------ Exercise passage

When the reaction was complete, the organic solvent from the catholyte was removed using a rotary evaporator to obtain a solid sample. It was then dissolved in NaOH solution, and the pH was adjusted to 2.0 using hydrochloric acid. The precipitate was collected by filtration and then dried in an oven. The final product was detected by HPLC.
Scale-up of electrolysis
During the scale-up of electrolysis, 6 kg of 7K-LCA was dissolved in 280 kg of methanol and 2.7 kg of KBr was dissolved in 24 kg of water; then, the two solutions were mixed and added to a hold-up vessel containing 6.5 kg of DMF, which was used as the catholyte. An equal volume of 5 % H2SO4 was used as the anolyte. A bipolar diaphragm electrolyzer comprised the reaction vessel separated by the HF-101 cation exchange membrane. A high-purity lead plate and titanium-ruthenium mesh were used as the cathode and anode, respectively. The effective overlap area of the electrodes was 70 × 35 cm. The electrolyte was pumped into the electrolyzer with a circulating pump before the reaction started. A continuous current of 20 A was used for electrolysis over 20 h at 55 °C. When the reaction was complete, the organic solvent from the catholyte was removed, and the final product was collected for detection.

------------
------ Data for analysis

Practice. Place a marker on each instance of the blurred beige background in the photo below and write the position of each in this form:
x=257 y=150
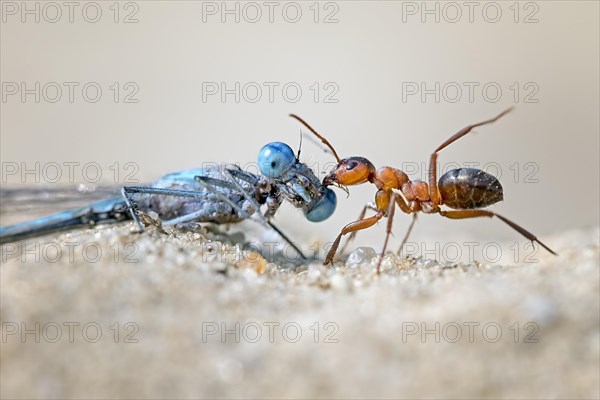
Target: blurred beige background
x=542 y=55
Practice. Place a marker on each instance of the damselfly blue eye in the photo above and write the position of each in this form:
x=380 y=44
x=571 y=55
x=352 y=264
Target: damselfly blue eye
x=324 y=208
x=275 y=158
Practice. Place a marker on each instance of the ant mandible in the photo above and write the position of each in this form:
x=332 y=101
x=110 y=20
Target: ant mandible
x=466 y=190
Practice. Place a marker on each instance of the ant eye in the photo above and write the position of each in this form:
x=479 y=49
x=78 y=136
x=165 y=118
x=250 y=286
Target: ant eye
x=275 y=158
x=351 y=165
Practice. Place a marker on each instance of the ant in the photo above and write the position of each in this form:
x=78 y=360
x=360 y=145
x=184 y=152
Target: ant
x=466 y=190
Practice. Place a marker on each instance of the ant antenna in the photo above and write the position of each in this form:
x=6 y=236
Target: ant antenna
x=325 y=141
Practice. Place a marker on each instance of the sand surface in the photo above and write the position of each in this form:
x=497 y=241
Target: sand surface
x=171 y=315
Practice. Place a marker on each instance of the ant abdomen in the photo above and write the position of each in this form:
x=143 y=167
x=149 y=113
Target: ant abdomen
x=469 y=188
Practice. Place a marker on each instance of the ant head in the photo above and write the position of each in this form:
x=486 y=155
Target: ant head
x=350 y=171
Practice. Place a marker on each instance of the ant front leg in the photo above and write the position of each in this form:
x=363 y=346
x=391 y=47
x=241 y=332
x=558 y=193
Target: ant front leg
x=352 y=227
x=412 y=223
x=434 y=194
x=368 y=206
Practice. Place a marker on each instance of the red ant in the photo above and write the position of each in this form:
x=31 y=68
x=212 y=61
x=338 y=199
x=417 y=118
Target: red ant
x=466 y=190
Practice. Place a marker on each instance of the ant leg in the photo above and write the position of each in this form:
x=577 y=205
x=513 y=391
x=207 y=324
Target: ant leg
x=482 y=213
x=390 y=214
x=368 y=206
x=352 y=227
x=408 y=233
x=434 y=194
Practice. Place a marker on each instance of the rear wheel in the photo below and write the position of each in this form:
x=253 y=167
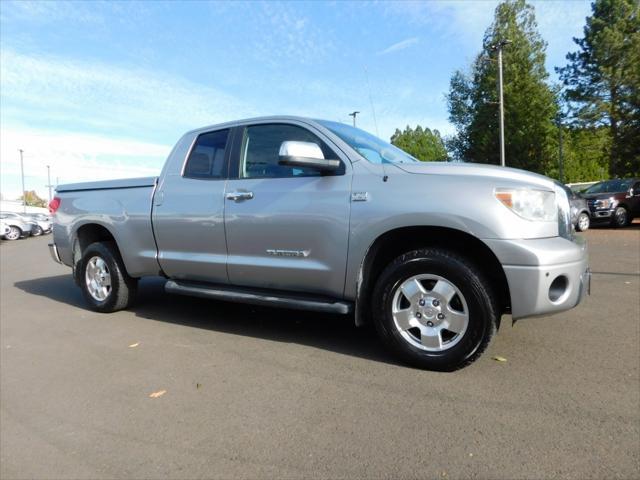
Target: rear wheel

------------
------ Data for analysis

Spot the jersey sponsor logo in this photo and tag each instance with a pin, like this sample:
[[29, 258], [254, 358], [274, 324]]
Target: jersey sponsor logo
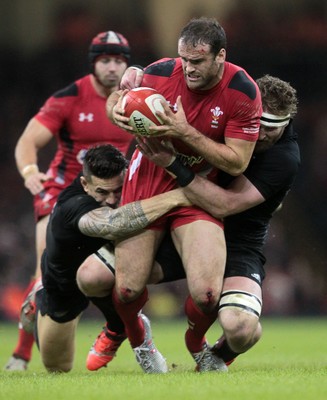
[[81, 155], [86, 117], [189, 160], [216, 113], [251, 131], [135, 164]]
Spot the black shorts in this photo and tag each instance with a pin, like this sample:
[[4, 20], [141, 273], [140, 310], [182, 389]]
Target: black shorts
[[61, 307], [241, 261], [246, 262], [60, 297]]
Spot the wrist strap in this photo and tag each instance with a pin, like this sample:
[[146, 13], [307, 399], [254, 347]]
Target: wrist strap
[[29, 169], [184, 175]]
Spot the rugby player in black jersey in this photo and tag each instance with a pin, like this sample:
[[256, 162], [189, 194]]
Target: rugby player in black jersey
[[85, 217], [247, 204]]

------------

--- Tasks to complete ---
(1) Answer these questions about the electrolysis passage.
(a) What was used to bring the solution to pH 2.0?
(b) What served as the anolyte during the scale-up?
(c) At what temperature was the scale-up electrolysis run?
(2) Decide whether each statement agrees with the electrolysis passage, and quote the words that settle it.
(a) The cathode in the scale-up was a titanium-ruthenium mesh.
(b) HPLC was used to detect the final product.
(c) The KBr was dissolved in methanol.
(3) Continue the passage on the scale-up of electrolysis after its final sentence.

--- Exercise results ---
(1)
(a) Hydrochloric acid.
(b) An equal volume of 5 % H2SO4.
(c) 55 °C.

(2)
(a) No: "A high-purity lead plate and titanium-ruthenium mesh were used as the cathode and anode, respectively."
(b) Yes: "The final product was detected by HPLC."
(c) No: "2.7 kg of KBr was dissolved in 24 kg of water"

(3)
UDCA was analyzed by reversed phase HPLC, using a C-18 column with Welchrom-C18 5-μm resin in a 4.6 × 150 mm column (Welch Material Inc., Shanghai, China). The HPLC instrument (LC-20A) was from Shimadzu Corporation, Kyoto, Japan, and was used for quantitative analysis of the reaction products at 208 nm. The mobile phase was a mixture of acetonitrile and phosphate acid buffer (pH 3.0) with a volume ratio of 50:50 at a flow rate of 1.0 ml/min at 25 °C. Fifty percent methanol was used to clean the syringe in the SIL-20A autosampler (Shimadzu Corporation, Kyoto, Japan). The conversion of 7K-LCA was calculated as C = M t/M 0 × 100 %, where M t is the amount of 7K-LCA consumed and M 0 is the total amount of 7K-LCA used during the electrolysis. The yield of UDCA was calculated as Y = A r/A t × 100 %, where A r is the actual productivity of UDCA and A t is the theoretical productivity of UDCA. The electrolysis product was purified by silylation crystallization .
Results and discussion
Stereoselective electrochemical reduction is important both in research and applications. In this electrochemical reaction, ursodeoxycholic acid was synthesized by electroreduction of 7-ketolithocholic acid under certain conditions.
During electrolysis, the C-7 carbonyl group of 7K-LCA is converted into a 7β-hydroxy group on the cathode surface. Two side reactions may exist in this system. In the first, the C-7 carbonyl group of 7K-LCA is converted to a 7α-hydroxy group, and chenodeoxycholic acid is generated (Fig. 2). In the second, hydrogen is produced on the cathode surface. However, the added aprotic polar solvent can effectively suppress the generation of chenodeoxycholic acid.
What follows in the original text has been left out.